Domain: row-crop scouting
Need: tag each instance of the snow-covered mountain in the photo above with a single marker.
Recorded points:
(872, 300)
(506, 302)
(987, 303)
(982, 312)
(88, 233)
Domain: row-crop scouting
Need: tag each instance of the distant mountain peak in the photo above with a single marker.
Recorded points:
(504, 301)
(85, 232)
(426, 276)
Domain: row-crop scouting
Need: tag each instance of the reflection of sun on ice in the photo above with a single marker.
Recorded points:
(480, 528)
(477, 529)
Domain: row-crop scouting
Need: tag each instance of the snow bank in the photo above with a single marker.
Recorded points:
================================
▶ **Your goal**
Swap "marker" for "dot" throughout the items above and reproduce every line, leaving everything else unchanged.

▶ **Problem solution**
Domain: row-crop scouting
Need: tag each instance of the snow-covered mountain in the photo above with a single dot.
Recorded points:
(872, 300)
(506, 302)
(987, 303)
(982, 312)
(88, 233)
Domain: row-crop scouting
Need: tag each instance of the distant mountain peak in the photo above with a single dot.
Recorded points:
(504, 301)
(85, 232)
(426, 276)
Domain: row-crop scouting
Need: tag each instance of the reflection of sun on ice in the photo above with a single dot.
Recorded points:
(480, 528)
(477, 529)
Domain: row-crop scouting
Need: tag each instance of the snow bank in the photo above with a single dot.
Recorded points:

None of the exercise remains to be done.